◆ **About this exercise**
Nothing should be left out: repeat all the data exactly.

• • • • •

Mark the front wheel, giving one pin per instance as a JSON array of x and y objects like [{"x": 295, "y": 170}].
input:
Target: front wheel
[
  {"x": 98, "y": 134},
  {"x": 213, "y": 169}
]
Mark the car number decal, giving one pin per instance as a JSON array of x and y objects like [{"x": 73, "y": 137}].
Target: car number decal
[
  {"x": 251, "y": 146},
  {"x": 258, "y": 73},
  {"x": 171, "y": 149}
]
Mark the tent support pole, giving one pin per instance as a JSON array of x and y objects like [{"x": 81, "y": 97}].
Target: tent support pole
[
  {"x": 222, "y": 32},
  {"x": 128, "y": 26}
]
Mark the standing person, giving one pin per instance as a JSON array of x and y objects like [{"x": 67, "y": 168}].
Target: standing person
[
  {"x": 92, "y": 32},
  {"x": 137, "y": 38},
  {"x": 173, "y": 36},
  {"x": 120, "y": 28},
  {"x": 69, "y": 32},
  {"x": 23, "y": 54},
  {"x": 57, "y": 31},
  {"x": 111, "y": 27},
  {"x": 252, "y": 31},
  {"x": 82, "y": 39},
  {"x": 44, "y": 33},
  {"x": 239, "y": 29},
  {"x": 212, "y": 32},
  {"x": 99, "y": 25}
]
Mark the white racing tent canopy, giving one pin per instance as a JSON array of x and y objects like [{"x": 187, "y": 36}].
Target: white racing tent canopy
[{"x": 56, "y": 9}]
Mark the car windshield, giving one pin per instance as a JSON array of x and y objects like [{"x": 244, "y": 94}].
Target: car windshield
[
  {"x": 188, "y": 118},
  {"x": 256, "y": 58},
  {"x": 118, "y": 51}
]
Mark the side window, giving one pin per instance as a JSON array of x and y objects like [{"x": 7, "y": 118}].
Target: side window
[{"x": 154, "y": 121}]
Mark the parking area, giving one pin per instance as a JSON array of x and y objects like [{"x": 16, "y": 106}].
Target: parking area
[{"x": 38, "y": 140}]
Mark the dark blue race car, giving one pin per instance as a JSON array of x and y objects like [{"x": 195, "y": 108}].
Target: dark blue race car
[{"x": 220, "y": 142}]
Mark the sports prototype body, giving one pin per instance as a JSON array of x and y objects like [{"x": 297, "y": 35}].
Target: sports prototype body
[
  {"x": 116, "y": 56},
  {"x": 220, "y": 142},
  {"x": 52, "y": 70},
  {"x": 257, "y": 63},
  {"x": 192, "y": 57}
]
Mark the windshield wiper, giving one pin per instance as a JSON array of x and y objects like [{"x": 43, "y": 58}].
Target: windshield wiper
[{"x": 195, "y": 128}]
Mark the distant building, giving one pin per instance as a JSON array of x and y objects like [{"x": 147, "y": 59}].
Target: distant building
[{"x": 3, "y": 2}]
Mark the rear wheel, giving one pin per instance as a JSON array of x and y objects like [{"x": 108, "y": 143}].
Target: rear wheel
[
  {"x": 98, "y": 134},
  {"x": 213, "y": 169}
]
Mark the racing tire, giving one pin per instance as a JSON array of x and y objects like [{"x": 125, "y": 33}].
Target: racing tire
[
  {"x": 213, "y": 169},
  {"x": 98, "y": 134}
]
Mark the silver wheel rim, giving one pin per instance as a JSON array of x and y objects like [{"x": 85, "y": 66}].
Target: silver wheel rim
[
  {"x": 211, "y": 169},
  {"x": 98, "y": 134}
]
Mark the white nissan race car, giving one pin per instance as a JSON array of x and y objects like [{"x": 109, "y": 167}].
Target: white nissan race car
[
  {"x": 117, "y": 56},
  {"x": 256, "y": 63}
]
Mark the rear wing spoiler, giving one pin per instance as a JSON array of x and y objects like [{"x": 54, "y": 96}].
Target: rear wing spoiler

• • • • •

◆ **Answer for this exercise**
Mark the front wheel, giving one pin per instance as a JSON array of x and y objects like [{"x": 295, "y": 170}].
input:
Target: front wheel
[
  {"x": 98, "y": 134},
  {"x": 213, "y": 169}
]
Mark the car number decal, giving one pin per instance as a JSON array of x and y objects like [{"x": 73, "y": 137}].
Target: car number decal
[
  {"x": 251, "y": 146},
  {"x": 258, "y": 73},
  {"x": 171, "y": 149}
]
Mark the tent support pole, giving one pin per instance as a JSON array of x and y objects like [{"x": 81, "y": 97}].
Target: tent support pole
[
  {"x": 222, "y": 32},
  {"x": 128, "y": 26}
]
Mark the standing person, giving one pin per instance as a JSON array of x and y objects like [{"x": 67, "y": 168}].
Target: standing person
[
  {"x": 92, "y": 32},
  {"x": 137, "y": 38},
  {"x": 173, "y": 36},
  {"x": 120, "y": 28},
  {"x": 69, "y": 32},
  {"x": 23, "y": 54},
  {"x": 57, "y": 31},
  {"x": 111, "y": 27},
  {"x": 252, "y": 31},
  {"x": 82, "y": 39},
  {"x": 44, "y": 33},
  {"x": 239, "y": 29},
  {"x": 212, "y": 32},
  {"x": 99, "y": 25}
]
Mark the white racing tent canopy, giving one pin per instance as a JSON array of x and y objects like [{"x": 187, "y": 36}].
Target: white racing tent canopy
[{"x": 56, "y": 9}]
Mark the car windshield, giving one pin per instance as a JSON array of x and y objects like [{"x": 244, "y": 94}].
Target: car windshield
[
  {"x": 188, "y": 118},
  {"x": 256, "y": 58},
  {"x": 118, "y": 51}
]
Mark the side window, giving one pin per instance as a JSON array of x and y objects like [{"x": 7, "y": 118}].
Target: side window
[{"x": 154, "y": 121}]
Mark the parking area, giving one pin per instance as a JSON array of x and y objects like [{"x": 16, "y": 106}].
Target: parking area
[{"x": 38, "y": 140}]
Mark the dark blue race car, giving one pin per instance as a JSON array of x and y objects like [{"x": 195, "y": 108}].
Target: dark blue race car
[{"x": 220, "y": 142}]
Mark the sports prototype body, giving one pin per instance as a JSON array of x and y objects like [{"x": 297, "y": 35}].
Target: sports prototype body
[
  {"x": 116, "y": 56},
  {"x": 220, "y": 142},
  {"x": 52, "y": 70},
  {"x": 257, "y": 63},
  {"x": 192, "y": 57}
]
Mark the windshield wiper, giving one pin per instance as a JSON array of x and y objects like [{"x": 43, "y": 58}].
Target: windshield wiper
[{"x": 195, "y": 128}]
Mark the distant building, giving one pin per instance as a JSON array of x and y objects like [{"x": 147, "y": 59}].
Target: distant building
[{"x": 3, "y": 2}]
Mark the rear wheel, giving one pin per instance as a JSON array of x and y objects like [{"x": 108, "y": 143}].
Target: rear wheel
[
  {"x": 98, "y": 134},
  {"x": 213, "y": 169}
]
Mark the racing tire, giving one pin per instance as a JSON array of x and y objects like [{"x": 125, "y": 33}].
Target: racing tire
[
  {"x": 213, "y": 169},
  {"x": 98, "y": 134}
]
Mark the silver wheel rim, giving one pin per instance as a JSON array of x and y objects like [{"x": 85, "y": 66}].
Target: silver wheel rim
[
  {"x": 211, "y": 169},
  {"x": 98, "y": 134}
]
Mark the white nissan race car, giving one pin per instance as a JSON array of x and y objects like [{"x": 109, "y": 167}].
Target: white nissan race car
[
  {"x": 117, "y": 56},
  {"x": 256, "y": 63}
]
Mark the rear wing spoiler, giving one pin per instance as a JSON array of x and y objects like [{"x": 54, "y": 96}].
Target: rear wing spoiler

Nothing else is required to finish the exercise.